Yargıtay 20. Hukuk Dairesi 2012/1097 Esas 2012/4630 Karar Sayılı İlamı

Abaküs Yazılım
20. Hukuk Dairesi
Esas No: 2012/1097
Karar No: 2012/4630

Yargıtay 20. Hukuk Dairesi 2012/1097 Esas 2012/4630 Karar Sayılı İlamı

     Özet:

Davacılar, orman kadastrosuna itiraz ve kesinleşmiş mahkeme kararının hükümsüz olduğunu iddia ederek, orman sınır hattının iptali istemiyle dava açmışlardır. Ancak mahkeme, daha önce verilen kesinleşmiş mahkeme kararına dayanarak davayı reddetmiştir. Temyiz edilmesi üzerine Yargıtay, mahkemenin kararını onamıştır. Kararda, 1948 yılında yapılan orman kadastrosu ile 1984 yılında yapılan aplikasyonun yanı sıra 2896 sayılı yasa ile değişik 6831 sayılı yasanın 2/B uygulamasının bulunduğu belirtilmiştir. Mahkeme kararının dayandığı gerekçe ve 237. Maddenin hükümleri anlatılmıştır. Ayrıca avukatlık ücreti de belirtilerek, bu ücretin davacılardan alınarak eşit paylarla davalı yönetimlere verilmesine karar verilmiştir.
20. Hukuk Dairesi         2012/1097 E.  ,  2012/4630 K.

    "İçtihat Metni"
_____
> [Alıştırma 1]
Aşağıdaki ifadelerin Yargıtay kararıyla uyuşup uyuşmadığını belirtin. Her biri için evet ya da hayır deyin ve bunu gösteren sözcükleri karardan aynen aktarın.
(a) Mahkeme davayı kabul etmiştir.
(b) Orman kadastrosu 1948 yılında yapılmıştır.
(c) Avukatlık ücreti davalı yönetimlerden alınacaktır.
> [Alıştırma 2]
Yargıtay kararına göre şu soruları yanıtlayın:
(a) Kararın karar numarası nedir?
(b) Aplikasyon hangi yıl yapılmıştır?
(c) Temyiz üzerine Yargıtay mahkemenin kararı hakkında ne yapmıştır?
> [Alıştırma 3] Yargıtay kararında "Davacılar, orman kadastrosuna" sözcükleriyle başlayıp "verilmesine karar verilmiştir." sözcükleriyle biten bölümü hiçbir değişiklik yapmadan yeniden yazın.

> [Toplanan Veriler]
_____
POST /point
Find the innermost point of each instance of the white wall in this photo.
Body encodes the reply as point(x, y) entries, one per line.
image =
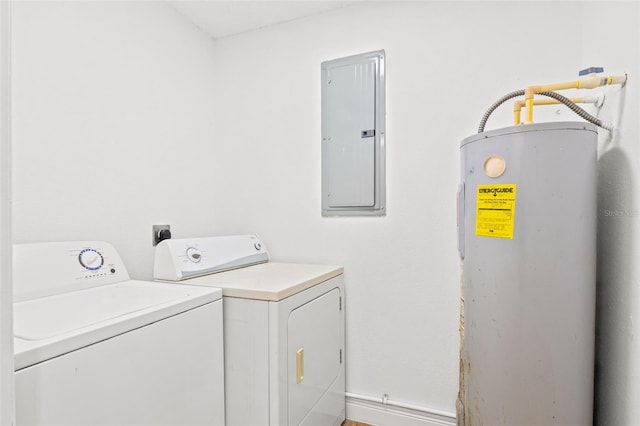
_____
> [Cevap 1]
(a) Hayır: "Ancak mahkeme, daha önce verilen kesinleşmiş mahkeme kararına dayanarak davayı reddetmiştir."
(b) Evet: "1948 yılında yapılan orman kadastrosu"
(c) Hayır: "bu ücretin davacılardan alınarak eşit paylarla davalı yönetimlere verilmesine karar verilmiştir"

> [Cevap 2]
(a) 2012/4630
(b) 1984
(c) Mahkemenin kararını onamıştır.

> [Cevap 3]
Davacılar, orman kadastrosuna itiraz ve kesinleşmiş mahkeme kararının hükümsüz olduğunu iddia ederek, orman sınır hattının iptali istemiyle dava açmışlardır. Ancak mahkeme, daha önce verilen kesinleşmiş mahkeme kararına dayanarak davayı reddetmiştir. Temyiz edilmesi üzerine Yargıtay, mahkemenin kararını onamıştır. Kararda, 1948 yılında yapılan orman kadastrosu ile 1984 yılında yapılan aplikasyonun yanı sıra 2896 sayılı yasa ile değişik 6831 sayılı yasanın 2/B uygulamasının bulunduğu belirtilmiştir. Mahkeme kararının dayandığı gerekçe ve 237. Maddenin hükümleri anlatılmıştır. Ayrıca avukatlık ücreti de belirtilerek, bu ücretin davacılardan alınarak eşit paylarla davalı yönetimlere verilmesine karar verilmiştir.